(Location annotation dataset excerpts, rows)
○ ○ ○ ○ ○ ○ ○

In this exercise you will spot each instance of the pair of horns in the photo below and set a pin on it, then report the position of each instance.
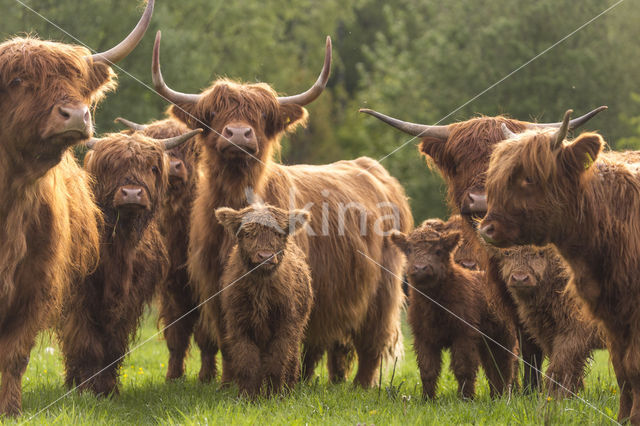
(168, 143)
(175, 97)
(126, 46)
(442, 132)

○ ○ ○ ○ ○ ○ ○

Reproduce every row above word for word, omitting the picture.

In this exercise you will spot each instance of the pair of horns in the photo below and set a pin on it, then report the position of each instance.
(168, 143)
(175, 97)
(126, 46)
(442, 132)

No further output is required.